- Selected excerpt -

Thank you for the hint! Using a constant adjustment of -160 on s390x for
the CFA offset from CFA base register should work to allow for 8-bit
offsets to be used. Aren't all tracked offsets (i.e. CFA, FP, and RA)
signed anyway? Thus applying a constant adjustment should work in any case?
Couldn't it simply be an architecture specific constant in the code to
begin with? For example a new macro, which is only applied when defined?
#define S390_SFRAME_CFA_OFFSET_ADJUSTMENT -160
#define SFRAME_CFA_OFFSET_ADJUSTMENT S390_SFRAME_CFA_OFFSET_ADJUSTMENT
Implementing this in the SFrame auxiliary header would of course allow
to implement this enhancement at a later stage and to change the
adjustment value in the future, as the linker can then either reject or
merge different adjustment values during link editing.
I wonder whether it would make sense to store the FP register number in
the SFrame auxiliary header for s390x as well. Register 11 is just a
convention of the compilers and not defined by the ABI. That would
enable us to choose a different register as frame pointer in the future.

- Material -

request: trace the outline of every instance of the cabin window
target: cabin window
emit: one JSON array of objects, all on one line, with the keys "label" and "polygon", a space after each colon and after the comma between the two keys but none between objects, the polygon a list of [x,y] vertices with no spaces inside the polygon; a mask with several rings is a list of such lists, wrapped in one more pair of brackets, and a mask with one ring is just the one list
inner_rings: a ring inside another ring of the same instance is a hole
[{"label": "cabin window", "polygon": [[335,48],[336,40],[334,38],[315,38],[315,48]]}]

- Description of the task -
Reproduce word for word the passage of the SFrame discussion from "I wonder whether" to "in the future.".

- Answer below -
I wonder whether it would make sense to store the FP register number in
the SFrame auxiliary header for s390x as well. Register 11 is just a
convention of the compilers and not defined by the ABI. That would
enable us to choose a different register as frame pointer in the future.